TASK ITEM: Where the records below reach the line containing "negative clicks: (293, 83)", start transcribing, and end with the line containing "rough mask: <svg", exactly and with nothing else added.

(Segmentation mask data)

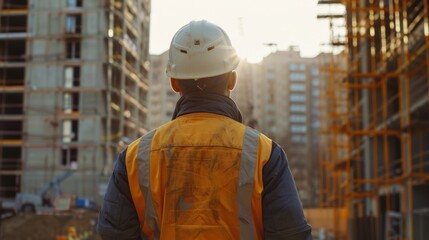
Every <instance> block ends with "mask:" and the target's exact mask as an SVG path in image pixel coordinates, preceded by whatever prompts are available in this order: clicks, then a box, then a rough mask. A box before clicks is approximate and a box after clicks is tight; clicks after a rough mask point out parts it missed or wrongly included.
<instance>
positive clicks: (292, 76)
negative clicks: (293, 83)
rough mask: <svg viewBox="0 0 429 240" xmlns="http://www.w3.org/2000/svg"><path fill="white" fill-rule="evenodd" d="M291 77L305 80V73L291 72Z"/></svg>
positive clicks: (290, 74) (294, 80)
mask: <svg viewBox="0 0 429 240" xmlns="http://www.w3.org/2000/svg"><path fill="white" fill-rule="evenodd" d="M289 78H290V80H292V81H305V74H304V73H297V72H293V73H291V74H289Z"/></svg>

SOLUTION TO THIS EXERCISE:
negative clicks: (293, 83)
rough mask: <svg viewBox="0 0 429 240" xmlns="http://www.w3.org/2000/svg"><path fill="white" fill-rule="evenodd" d="M291 77L305 80V73L291 72Z"/></svg>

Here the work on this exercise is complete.